The records =>

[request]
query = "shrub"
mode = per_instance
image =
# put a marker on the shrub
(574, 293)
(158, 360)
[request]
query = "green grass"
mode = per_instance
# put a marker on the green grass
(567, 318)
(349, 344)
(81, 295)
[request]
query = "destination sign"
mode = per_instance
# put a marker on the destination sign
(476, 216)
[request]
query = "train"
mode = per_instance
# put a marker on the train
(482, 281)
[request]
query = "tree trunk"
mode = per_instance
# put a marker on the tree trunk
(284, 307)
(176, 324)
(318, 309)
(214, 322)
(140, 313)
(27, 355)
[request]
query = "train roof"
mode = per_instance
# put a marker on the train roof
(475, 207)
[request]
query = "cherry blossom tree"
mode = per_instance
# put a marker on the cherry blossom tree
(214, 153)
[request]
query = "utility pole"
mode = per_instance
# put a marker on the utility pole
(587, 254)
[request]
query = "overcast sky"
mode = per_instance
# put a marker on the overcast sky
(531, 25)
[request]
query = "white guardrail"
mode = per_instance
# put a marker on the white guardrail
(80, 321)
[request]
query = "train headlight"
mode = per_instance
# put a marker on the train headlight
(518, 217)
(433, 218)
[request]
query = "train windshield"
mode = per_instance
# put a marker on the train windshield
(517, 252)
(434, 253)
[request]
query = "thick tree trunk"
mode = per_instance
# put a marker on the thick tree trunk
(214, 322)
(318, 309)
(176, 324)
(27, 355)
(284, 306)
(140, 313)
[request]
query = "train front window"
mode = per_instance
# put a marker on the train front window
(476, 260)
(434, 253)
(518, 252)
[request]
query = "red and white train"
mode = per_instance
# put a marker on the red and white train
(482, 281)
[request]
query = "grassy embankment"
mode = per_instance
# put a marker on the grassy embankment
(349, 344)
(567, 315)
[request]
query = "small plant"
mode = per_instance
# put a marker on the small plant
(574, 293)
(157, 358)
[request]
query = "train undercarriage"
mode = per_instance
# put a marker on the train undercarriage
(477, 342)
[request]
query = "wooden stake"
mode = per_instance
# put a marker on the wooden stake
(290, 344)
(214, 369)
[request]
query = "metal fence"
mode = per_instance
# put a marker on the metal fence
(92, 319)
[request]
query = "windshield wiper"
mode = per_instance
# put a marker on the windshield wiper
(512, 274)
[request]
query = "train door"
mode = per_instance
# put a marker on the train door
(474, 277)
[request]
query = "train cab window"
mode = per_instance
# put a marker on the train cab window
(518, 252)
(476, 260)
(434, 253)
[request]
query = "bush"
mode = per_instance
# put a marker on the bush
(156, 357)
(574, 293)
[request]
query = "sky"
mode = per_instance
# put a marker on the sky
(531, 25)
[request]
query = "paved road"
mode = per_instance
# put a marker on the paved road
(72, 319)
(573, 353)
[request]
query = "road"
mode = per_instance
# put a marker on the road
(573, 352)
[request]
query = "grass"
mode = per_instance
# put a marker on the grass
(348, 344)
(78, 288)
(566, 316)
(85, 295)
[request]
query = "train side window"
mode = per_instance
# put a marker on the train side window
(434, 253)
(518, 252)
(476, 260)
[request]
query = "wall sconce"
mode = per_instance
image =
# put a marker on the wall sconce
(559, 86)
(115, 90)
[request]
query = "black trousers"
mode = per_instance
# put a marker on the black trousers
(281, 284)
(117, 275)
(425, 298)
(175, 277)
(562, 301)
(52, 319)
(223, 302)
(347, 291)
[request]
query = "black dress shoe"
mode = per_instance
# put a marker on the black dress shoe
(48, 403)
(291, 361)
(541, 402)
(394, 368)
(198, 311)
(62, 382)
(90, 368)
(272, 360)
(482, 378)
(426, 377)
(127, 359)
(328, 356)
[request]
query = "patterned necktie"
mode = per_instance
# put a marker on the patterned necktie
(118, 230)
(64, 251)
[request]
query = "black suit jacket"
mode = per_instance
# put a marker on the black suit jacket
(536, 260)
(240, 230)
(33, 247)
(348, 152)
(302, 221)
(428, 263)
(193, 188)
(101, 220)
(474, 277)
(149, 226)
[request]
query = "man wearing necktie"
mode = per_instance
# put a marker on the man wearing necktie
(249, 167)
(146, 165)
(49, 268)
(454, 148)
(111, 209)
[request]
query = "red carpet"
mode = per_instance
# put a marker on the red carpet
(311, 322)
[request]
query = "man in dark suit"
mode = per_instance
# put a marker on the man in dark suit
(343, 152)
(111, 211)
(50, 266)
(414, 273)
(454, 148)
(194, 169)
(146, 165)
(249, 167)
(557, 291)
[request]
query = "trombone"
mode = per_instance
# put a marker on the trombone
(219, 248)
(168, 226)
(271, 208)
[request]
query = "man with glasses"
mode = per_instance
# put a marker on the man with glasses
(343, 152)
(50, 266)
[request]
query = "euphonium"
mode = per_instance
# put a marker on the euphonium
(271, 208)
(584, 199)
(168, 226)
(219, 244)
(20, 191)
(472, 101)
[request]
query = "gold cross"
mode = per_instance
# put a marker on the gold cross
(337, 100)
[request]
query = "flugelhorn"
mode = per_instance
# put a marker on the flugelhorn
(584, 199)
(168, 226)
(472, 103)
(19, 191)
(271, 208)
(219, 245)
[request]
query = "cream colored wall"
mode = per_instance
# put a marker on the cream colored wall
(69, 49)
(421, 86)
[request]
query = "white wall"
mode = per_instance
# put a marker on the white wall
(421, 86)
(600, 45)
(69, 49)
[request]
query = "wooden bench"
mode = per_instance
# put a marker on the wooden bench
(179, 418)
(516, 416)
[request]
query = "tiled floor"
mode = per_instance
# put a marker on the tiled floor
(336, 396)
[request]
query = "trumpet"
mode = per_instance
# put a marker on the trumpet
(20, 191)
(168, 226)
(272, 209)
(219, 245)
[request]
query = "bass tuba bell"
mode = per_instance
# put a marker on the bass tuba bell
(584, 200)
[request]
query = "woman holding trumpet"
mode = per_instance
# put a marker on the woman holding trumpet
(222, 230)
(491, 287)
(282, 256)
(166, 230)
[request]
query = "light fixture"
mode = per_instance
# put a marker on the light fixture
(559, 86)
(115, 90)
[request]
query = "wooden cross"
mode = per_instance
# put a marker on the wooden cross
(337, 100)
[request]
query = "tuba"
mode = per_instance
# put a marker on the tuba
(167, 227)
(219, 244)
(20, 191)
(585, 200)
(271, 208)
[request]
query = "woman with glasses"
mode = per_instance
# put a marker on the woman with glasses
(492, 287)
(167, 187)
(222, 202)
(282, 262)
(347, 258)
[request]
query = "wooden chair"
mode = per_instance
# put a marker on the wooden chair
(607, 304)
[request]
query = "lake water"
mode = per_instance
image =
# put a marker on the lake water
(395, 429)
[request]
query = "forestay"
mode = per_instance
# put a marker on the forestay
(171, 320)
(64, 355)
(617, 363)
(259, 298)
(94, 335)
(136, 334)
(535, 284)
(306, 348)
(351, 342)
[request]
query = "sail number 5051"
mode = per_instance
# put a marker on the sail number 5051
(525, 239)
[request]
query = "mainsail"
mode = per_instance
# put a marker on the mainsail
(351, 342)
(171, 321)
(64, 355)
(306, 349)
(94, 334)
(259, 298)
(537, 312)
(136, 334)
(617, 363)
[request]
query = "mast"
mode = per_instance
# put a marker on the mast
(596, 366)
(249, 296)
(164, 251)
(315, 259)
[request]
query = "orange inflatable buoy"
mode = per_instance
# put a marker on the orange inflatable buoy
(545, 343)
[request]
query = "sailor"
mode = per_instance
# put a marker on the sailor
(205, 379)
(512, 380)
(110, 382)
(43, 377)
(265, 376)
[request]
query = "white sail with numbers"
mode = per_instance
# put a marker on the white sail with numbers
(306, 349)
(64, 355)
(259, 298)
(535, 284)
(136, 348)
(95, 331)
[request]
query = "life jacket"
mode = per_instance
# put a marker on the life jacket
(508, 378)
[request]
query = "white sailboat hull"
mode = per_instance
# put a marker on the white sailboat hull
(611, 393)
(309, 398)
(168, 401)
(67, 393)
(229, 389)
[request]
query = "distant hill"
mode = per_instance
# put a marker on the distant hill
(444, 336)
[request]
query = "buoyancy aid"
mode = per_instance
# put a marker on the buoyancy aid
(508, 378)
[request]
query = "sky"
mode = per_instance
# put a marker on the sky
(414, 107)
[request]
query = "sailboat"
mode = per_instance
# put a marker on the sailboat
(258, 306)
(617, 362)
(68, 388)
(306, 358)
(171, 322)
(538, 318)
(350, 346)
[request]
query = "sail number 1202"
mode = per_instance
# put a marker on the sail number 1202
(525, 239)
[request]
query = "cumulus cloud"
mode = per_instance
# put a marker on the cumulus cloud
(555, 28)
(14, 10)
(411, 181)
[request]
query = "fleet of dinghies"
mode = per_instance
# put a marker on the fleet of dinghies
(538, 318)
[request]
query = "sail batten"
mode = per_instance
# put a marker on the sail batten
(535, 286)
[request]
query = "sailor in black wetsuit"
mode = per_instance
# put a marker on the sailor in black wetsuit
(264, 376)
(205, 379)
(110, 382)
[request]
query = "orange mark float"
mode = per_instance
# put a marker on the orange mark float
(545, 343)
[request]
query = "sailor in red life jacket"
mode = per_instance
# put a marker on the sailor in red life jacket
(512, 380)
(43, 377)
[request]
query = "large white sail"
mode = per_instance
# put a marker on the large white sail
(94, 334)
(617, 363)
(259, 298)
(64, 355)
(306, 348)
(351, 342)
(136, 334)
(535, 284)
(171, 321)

Set exercise =>
Please count the lines in the items above that contain the word "float" and give only the number.

Result for this exercise =>
2